Task to complete: Gather each line of the records below that contains the string "surface", and copy every such line in full. Treat uppercase and lowercase letters as different.

Dataset entries:
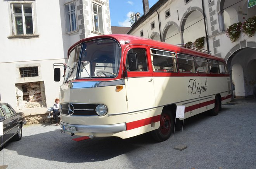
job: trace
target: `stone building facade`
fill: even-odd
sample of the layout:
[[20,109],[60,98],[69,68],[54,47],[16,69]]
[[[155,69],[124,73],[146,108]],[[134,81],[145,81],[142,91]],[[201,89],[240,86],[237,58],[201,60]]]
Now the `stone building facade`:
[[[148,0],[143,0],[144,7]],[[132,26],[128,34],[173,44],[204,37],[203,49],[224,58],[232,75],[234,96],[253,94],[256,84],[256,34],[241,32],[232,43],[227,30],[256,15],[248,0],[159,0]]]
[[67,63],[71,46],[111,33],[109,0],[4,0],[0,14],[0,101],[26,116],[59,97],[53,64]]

...

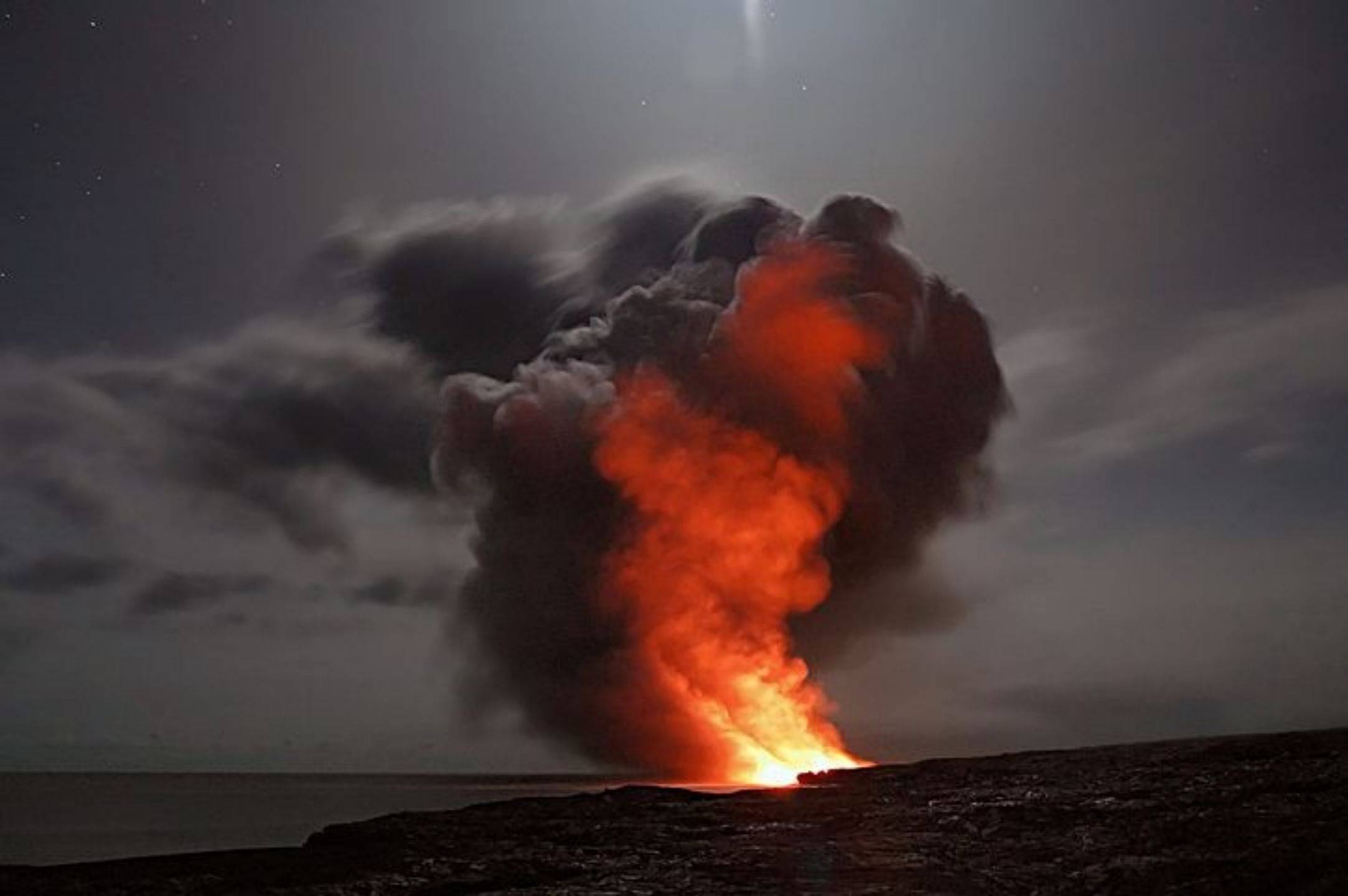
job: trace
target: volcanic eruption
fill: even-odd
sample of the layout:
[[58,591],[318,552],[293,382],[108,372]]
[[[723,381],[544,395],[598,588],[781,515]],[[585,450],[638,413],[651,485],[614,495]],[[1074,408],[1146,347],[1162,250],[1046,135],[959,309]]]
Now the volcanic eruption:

...

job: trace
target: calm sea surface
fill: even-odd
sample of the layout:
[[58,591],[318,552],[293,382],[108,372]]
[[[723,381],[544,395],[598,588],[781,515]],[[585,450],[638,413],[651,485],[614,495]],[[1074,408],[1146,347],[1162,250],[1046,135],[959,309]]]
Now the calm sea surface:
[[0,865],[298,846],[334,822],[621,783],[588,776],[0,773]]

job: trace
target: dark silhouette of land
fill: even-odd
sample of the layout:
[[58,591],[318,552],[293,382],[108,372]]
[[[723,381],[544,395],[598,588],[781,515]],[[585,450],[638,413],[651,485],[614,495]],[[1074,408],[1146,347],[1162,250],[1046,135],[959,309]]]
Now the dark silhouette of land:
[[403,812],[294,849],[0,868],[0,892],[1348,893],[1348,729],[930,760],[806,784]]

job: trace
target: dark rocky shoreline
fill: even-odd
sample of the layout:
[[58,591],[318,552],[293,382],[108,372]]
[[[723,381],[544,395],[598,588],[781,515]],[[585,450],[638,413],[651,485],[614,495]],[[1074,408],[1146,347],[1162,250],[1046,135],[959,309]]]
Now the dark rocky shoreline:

Solved problem:
target: calm sea surface
Now the calm sea surface:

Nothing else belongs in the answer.